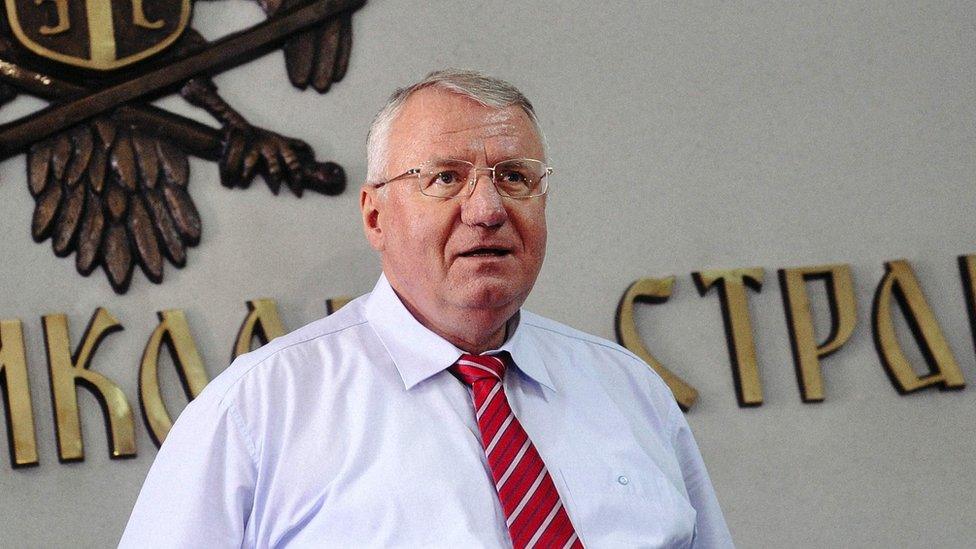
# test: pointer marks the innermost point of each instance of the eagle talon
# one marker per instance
(251, 151)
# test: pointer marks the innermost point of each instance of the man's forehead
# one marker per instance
(447, 113)
(439, 117)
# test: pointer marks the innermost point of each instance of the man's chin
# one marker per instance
(492, 294)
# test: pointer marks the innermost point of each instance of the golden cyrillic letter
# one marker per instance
(799, 321)
(67, 371)
(16, 395)
(174, 332)
(262, 321)
(900, 281)
(731, 285)
(650, 290)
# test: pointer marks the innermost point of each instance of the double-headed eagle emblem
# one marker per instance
(108, 171)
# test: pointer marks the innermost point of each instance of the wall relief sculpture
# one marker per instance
(109, 171)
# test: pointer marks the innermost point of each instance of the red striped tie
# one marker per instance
(536, 517)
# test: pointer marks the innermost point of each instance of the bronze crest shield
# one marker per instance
(97, 34)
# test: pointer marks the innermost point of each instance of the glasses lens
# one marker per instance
(520, 177)
(444, 178)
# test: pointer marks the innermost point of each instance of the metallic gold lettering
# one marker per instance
(262, 321)
(67, 371)
(731, 284)
(173, 331)
(63, 21)
(101, 31)
(799, 321)
(139, 17)
(900, 282)
(16, 393)
(650, 290)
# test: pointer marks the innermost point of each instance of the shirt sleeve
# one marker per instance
(200, 489)
(710, 528)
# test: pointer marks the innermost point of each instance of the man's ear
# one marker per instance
(370, 204)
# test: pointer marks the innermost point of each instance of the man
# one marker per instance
(433, 412)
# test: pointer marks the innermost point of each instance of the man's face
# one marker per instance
(471, 255)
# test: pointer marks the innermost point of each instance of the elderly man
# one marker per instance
(433, 411)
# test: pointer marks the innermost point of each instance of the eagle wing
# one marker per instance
(318, 56)
(115, 197)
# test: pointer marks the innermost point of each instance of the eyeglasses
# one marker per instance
(450, 178)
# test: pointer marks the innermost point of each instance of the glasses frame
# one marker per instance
(472, 178)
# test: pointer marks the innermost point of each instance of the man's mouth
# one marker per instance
(486, 252)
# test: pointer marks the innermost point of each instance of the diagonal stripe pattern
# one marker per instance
(535, 514)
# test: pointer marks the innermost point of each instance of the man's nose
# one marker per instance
(484, 206)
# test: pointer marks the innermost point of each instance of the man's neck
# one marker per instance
(473, 333)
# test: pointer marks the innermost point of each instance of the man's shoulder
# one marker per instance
(301, 348)
(546, 328)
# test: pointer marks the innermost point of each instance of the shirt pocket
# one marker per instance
(617, 507)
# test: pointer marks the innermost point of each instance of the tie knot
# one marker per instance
(471, 368)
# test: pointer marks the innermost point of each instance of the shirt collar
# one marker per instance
(419, 353)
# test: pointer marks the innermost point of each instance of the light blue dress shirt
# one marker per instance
(350, 432)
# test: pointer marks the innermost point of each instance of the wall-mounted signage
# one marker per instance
(898, 289)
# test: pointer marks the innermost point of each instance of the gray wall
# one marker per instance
(685, 136)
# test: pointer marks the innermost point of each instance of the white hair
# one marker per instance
(489, 91)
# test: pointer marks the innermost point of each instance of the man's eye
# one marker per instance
(510, 177)
(446, 178)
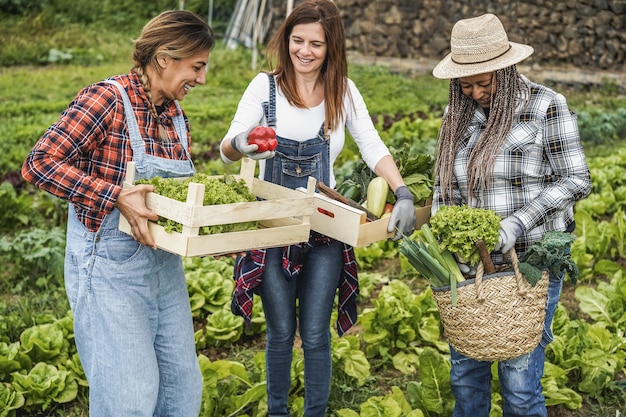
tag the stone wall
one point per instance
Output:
(587, 34)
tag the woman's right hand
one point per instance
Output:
(240, 144)
(132, 205)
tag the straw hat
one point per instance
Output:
(479, 45)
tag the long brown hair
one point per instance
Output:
(507, 88)
(334, 71)
(176, 34)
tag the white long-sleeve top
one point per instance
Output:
(301, 124)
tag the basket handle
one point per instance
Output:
(519, 278)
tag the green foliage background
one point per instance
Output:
(49, 50)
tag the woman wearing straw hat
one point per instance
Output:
(512, 146)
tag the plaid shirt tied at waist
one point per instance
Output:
(249, 270)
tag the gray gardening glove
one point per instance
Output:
(468, 271)
(240, 144)
(510, 229)
(402, 218)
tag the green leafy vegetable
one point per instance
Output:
(223, 190)
(458, 228)
(551, 253)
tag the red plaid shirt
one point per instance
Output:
(82, 157)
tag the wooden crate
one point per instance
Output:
(350, 225)
(284, 216)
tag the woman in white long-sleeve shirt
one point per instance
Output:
(309, 101)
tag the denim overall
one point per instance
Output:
(132, 320)
(315, 286)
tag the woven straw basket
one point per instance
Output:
(498, 316)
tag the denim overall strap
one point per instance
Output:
(295, 161)
(148, 166)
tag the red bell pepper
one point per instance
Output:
(263, 136)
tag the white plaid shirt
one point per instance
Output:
(539, 174)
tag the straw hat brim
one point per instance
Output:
(447, 68)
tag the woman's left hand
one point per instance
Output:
(402, 218)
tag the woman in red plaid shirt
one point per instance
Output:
(132, 320)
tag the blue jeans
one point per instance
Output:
(315, 288)
(520, 378)
(132, 325)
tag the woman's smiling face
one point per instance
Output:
(307, 48)
(479, 87)
(179, 76)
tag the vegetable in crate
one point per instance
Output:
(217, 190)
(377, 191)
(459, 227)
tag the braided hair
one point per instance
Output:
(507, 85)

**Assigned task**
Repeat the listing above in full, exactly, and omit its pictures.

**Result**
# test: pointer marks the innermost point of each instance of the eagle talon
# one marker per instance
(251, 151)
# test: pointer marks the innermost point of each instance of the man's forehead
# one marker per instance
(447, 113)
(439, 117)
# test: pointer marks the innermost point of each instance of the man's chin
# one marker per instance
(492, 294)
# test: pointer marks the innermost point of each instance of the golden cyrillic letter
# one marker per instance
(799, 321)
(67, 371)
(16, 395)
(174, 332)
(262, 321)
(900, 281)
(731, 285)
(650, 290)
# test: pointer marks the innermost point of each instance of the double-headed eagle emblem
# one marker per instance
(108, 171)
# test: pointer marks the innermost point of each instance of the wall relief sculpture
# one marker per instance
(109, 171)
# test: pointer marks the innermost point of each instance of the red striped tie
# one marker per instance
(536, 517)
# test: pointer marks the innermost point of each instance of the bronze crest shield
# one marker per instance
(97, 34)
# test: pointer marks the innermost point of each instance of the glasses lens
# one marker per instance
(520, 177)
(444, 178)
# test: pointer marks the innermost point of each instance of the metallic gold lettering
# one marker per instance
(262, 321)
(67, 371)
(731, 284)
(173, 331)
(63, 21)
(101, 31)
(799, 321)
(139, 17)
(900, 282)
(16, 393)
(650, 290)
# test: pointer marks the innermost point of each instance of the shirt sleeve
# one marker per instance
(200, 489)
(710, 528)
# test: pointer marks the innermost point of each instance of the man's ear
# one marker per instance
(370, 204)
# test: pointer marks the innermost point of each instance of the man
# one marker per instance
(433, 412)
# test: pointer marks the innermost point of each instance of the man's face
# one marker per instance
(471, 255)
# test: pointer marks the innermost point of each instance of the elderly man
# one marker per instance
(433, 411)
# test: pointer marks the innermost point of each instance of the eagle wing
# one marker per instance
(318, 56)
(115, 197)
# test: pointer marks the innermost point of each instance of the eyeglasses
# one marker per instance
(450, 178)
# test: pointer marks the innermost point of each instance of the glasses frame
# one marker per instance
(472, 178)
# test: pointer marks the innermost point of each instance of the man's mouth
# one marker per instance
(486, 252)
# test: pointer marks the innermost point of each instance of the diagonal stripe pattern
# one marker per instance
(535, 514)
# test: pointer marks the innermost point of each instance of the man's nose
# one marker per instance
(484, 206)
# test: pointer marks the innermost point of each instance of the man's neck
# one marker per instance
(473, 333)
# test: pointer marks the innermost point of each instance of the man's shoulder
# one marker per instance
(301, 348)
(546, 328)
# test: pointer marks the innermost point of each instance of the shirt pocket
# one marker per instance
(617, 507)
# test: pointer marks the innermost point of each instance of the tie knot
# one marker per instance
(471, 368)
# test: pointer marks the innermost point of each instance of the shirt collar
# one marker per instance
(419, 353)
# test: pointer marks the innermost point of each instance of the light blue dress shirt
# one marker per instance
(350, 432)
# test: pointer marks the innermost point of each instance of the wall-mounted signage
# one marker per instance
(898, 289)
# test: pointer marks the innermost point of each instance of the gray wall
# one marker per instance
(685, 136)
# test: pointer marks the innermost point of each instance of the white hair
# one marker per instance
(489, 91)
# test: pointer marks the innermost point of each instance of the man's eye
# one marker per instance
(510, 177)
(446, 178)
tag the stone wall
one point per instance
Output:
(587, 34)
tag the woman's right hand
one point per instance
Output:
(240, 144)
(132, 205)
tag the straw hat
one point per instance
Output:
(479, 45)
tag the long brown hair
one point per instance
Output:
(507, 88)
(334, 71)
(176, 34)
tag the white long-sleeve top
one point per instance
Output:
(301, 124)
tag the basket handle
one point per instance
Output:
(519, 278)
tag the green foliage background
one point per instance
Output:
(49, 50)
tag the woman wearing straw hat
one point per instance
Output:
(512, 146)
tag the plaid shirt tied at waist
one point per instance
Output:
(249, 270)
tag the gray gardening glove
one point per instance
Output:
(468, 271)
(240, 144)
(510, 229)
(402, 218)
tag the green leafy vegetable
one point per instance
Output:
(223, 190)
(458, 228)
(551, 253)
tag the red plaid shirt
one point per instance
Output:
(82, 157)
tag the wooden crate
one point per instance
Output:
(350, 225)
(284, 216)
tag the woman in white long-sleeve shirt
one point per instance
Output:
(309, 101)
tag the denim overall
one point per instance
Output:
(132, 320)
(315, 286)
tag the woven straw basket
one point per instance
Output:
(498, 316)
tag the denim overall strap
one point per instance
Output:
(295, 161)
(148, 166)
tag the red bell pepper
one point per instance
Output:
(263, 136)
tag the white plaid shirt
one point per instance
Output:
(539, 174)
tag the straw hat brim
one point per instance
Output:
(447, 68)
tag the woman's left hand
one point per instance
Output:
(402, 218)
tag the woman in red plaid shirt
one point per instance
Output:
(132, 320)
tag the blue jeans
one point per instance
Output:
(315, 288)
(520, 378)
(132, 325)
tag the woman's smiling face
one point per instance
Output:
(307, 48)
(479, 87)
(179, 76)
tag the vegetable in crate
one point per instance
Output:
(217, 190)
(377, 191)
(459, 227)
tag the braided hair
one point per instance
Output:
(507, 85)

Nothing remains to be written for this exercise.